SUPPLIED DATA section start

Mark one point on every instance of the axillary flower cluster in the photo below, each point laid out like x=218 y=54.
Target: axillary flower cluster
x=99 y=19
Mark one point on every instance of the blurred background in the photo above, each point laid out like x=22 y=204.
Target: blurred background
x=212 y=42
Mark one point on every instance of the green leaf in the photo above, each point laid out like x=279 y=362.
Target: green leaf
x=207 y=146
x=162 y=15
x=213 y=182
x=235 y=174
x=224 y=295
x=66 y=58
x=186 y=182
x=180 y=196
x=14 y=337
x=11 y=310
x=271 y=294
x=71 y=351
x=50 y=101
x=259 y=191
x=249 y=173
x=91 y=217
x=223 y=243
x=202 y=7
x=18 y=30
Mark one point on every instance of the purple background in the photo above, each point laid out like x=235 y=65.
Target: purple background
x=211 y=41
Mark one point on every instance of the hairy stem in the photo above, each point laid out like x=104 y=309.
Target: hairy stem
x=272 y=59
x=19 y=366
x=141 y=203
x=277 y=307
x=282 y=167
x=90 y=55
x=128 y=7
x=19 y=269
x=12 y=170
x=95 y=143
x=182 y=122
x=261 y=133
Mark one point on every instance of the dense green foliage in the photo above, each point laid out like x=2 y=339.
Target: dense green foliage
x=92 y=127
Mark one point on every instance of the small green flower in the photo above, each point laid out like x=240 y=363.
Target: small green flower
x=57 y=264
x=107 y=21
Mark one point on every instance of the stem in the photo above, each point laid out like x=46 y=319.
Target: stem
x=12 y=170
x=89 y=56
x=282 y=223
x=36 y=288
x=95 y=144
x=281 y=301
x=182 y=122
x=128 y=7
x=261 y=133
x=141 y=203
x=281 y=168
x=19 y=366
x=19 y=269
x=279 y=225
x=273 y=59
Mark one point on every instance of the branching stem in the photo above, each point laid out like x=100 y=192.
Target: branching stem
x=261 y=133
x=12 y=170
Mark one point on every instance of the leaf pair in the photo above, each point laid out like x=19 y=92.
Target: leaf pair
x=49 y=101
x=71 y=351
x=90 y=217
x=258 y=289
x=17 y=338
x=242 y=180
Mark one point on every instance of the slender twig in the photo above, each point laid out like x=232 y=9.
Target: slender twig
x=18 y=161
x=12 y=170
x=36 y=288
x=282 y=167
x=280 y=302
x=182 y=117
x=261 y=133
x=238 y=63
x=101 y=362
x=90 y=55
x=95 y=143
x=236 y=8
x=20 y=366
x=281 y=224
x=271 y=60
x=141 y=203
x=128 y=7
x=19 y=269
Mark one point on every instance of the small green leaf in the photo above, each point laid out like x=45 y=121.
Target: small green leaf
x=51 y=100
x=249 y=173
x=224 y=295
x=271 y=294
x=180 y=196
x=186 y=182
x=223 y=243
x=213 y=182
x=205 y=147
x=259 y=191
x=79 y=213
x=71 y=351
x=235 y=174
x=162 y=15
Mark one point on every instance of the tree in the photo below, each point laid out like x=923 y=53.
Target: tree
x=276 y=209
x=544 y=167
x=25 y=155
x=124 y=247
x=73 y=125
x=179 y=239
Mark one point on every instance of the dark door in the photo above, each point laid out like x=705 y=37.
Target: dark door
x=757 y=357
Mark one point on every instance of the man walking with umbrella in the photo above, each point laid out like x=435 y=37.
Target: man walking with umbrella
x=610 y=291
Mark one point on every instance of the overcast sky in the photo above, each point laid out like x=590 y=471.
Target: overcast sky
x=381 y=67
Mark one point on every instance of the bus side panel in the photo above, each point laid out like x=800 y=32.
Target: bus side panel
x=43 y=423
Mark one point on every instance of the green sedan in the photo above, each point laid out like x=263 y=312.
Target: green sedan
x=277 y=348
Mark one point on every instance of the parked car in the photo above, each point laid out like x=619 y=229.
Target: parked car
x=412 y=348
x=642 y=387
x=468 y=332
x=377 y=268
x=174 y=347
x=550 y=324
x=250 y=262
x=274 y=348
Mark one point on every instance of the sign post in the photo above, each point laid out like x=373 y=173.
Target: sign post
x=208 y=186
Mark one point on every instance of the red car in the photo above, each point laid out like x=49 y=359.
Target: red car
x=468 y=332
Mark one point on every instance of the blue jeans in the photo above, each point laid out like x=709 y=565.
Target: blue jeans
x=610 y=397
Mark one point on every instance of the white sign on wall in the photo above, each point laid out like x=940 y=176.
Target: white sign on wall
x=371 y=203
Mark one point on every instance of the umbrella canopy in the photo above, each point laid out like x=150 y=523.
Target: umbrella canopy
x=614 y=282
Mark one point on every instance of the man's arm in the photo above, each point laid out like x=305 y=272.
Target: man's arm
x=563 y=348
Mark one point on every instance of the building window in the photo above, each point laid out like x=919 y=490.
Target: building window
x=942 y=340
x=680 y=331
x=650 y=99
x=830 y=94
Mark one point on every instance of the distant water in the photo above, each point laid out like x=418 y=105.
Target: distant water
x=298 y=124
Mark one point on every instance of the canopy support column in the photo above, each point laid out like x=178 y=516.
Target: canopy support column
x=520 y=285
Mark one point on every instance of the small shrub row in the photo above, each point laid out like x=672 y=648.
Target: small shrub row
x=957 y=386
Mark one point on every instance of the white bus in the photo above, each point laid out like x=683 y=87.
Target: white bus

SUPPLIED DATA section end

**EXERCISE DESCRIPTION:**
For the lines above, output exactly those from the line containing "Mark one point on every instance of the purple" through the line containing "Mark one point on every instance of the slender", and skip the others.

**RESULT:**
Mark one point on every instance of the purple background in the photo above, each point laid out like x=235 y=65.
Target: purple background
x=211 y=41
Mark one point on every instance of the hairy stem in the photo above, each point laid out like x=104 y=309.
Target: hairy stem
x=272 y=59
x=19 y=366
x=141 y=203
x=277 y=307
x=282 y=167
x=90 y=55
x=128 y=7
x=19 y=269
x=12 y=170
x=95 y=143
x=182 y=122
x=261 y=133
Mark one point on every instance of the dense green foliage in the photo above, each point laid out like x=2 y=339.
Target: dense green foliage
x=92 y=127
Mark one point on every instance of the small green flower in the photo above, each point laid out like x=240 y=363.
Target: small green flower
x=57 y=264
x=107 y=21
Mark one point on every instance of the stem in the photo above, each point laid out like x=46 y=319.
Target: stem
x=12 y=170
x=89 y=56
x=282 y=223
x=36 y=288
x=95 y=144
x=281 y=301
x=182 y=122
x=128 y=7
x=261 y=133
x=141 y=203
x=281 y=168
x=19 y=366
x=19 y=269
x=279 y=225
x=273 y=59
Mark one point on every instance of the branching stem in the photo above, each point laid out like x=100 y=192.
Target: branching stem
x=261 y=133
x=12 y=170
Mark one point on every instance of the leaf pair in the photo above, each point laid out like x=19 y=92.
Target: leaf pair
x=49 y=101
x=71 y=351
x=90 y=217
x=258 y=289
x=17 y=338
x=242 y=180
Mark one point on every instance of the slender twig in the photo above, each point laid out like x=232 y=9.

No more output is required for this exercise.